# 문제 분류
Disjoint-Set
그래프를 쓰는 문제나 그래프를 만드는 문제에서 간선들을 역방향으로 구성해야 하는 경우는 빈번하게 존재한다.
그대로 disjoint-set을 역으로 만들면 된다.
#include <algorithm>
#include <cmath>
#include <iostream>
#include <queue>
#include <utility>
#include <vector>
#define mp make_pair
#define pb push_back
#define X first
#define Y second
#define fup(i, a, b, c) for (int(i) = (a); (i) <= (b); (i) += (c))
#define fdn(i, a, b, c) for (int(i) = (a); (i) >= (b); (i) -= (c))
#define endl "\n"
using namespace std;
typedef long long ll;
typedef pair<ll, ll> pl;
typedef pair<int, int> pi;
typedef vector<int> vi;
typedef vector<pi> vii;
const ll MOD = 1e9 + 7;
const int stMAX = 1 << 18;
const int INF = 1e9;
int N, M, Q, x, y;
int arr[100010], pa[100010];
int find(int n) {
if (pa[n] < 0)
return n;
return pa[n] = find(pa[n]);
}
void merge(int a, int b) {
a = find(a);
b = find(b);
if (a == b)

과제 지시 |
Disjoint-Set을 다룬 본문을 마지막 줄 다음부터 이어서 작성하시오. 이 자료는 위 본문과 관련이 없다.

자료 발췌 |
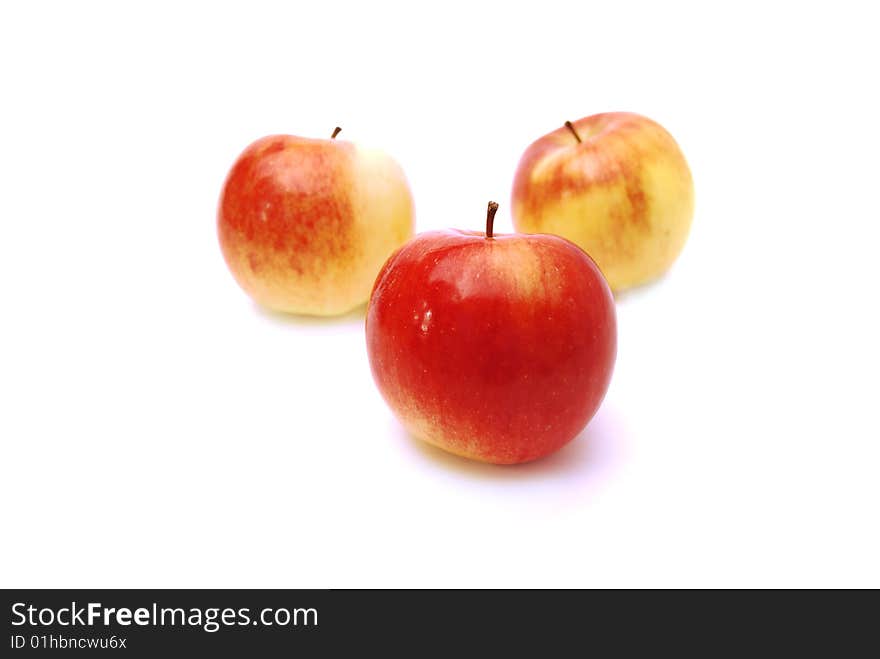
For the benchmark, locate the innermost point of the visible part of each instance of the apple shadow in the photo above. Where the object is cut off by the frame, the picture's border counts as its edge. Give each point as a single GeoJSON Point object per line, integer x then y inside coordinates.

아래 결과 |
return;
pa[a] += pa[b];
pa[b] = a;
}
int main() {
ios_base::sync_with_stdio(0);
cin.tie(0);
fill(pa, pa + 100010, -1);
cin >> N >> M >> Q;
vii v(100010);
vi p(100010);
fup(i, 1, M, 1) {
cin >> x >> y;
v[i] = pi(x, y);
}
fup(i, 1, Q, 1) {
cin >> x;
arr[x]++;
p[i] = x;
}
fup(i, 1, M, 1) {
if (!arr[i]) {
merge(v[i].first, v[i].second);
}
}
ll ans = 0;
fdn(i, Q, 1, 1) {
ll res = pa[find(v[p[i]].first)] * pa[find(v[p[i]].second)];
if (find(v[p[i]].first) == find(v[p[i]].second))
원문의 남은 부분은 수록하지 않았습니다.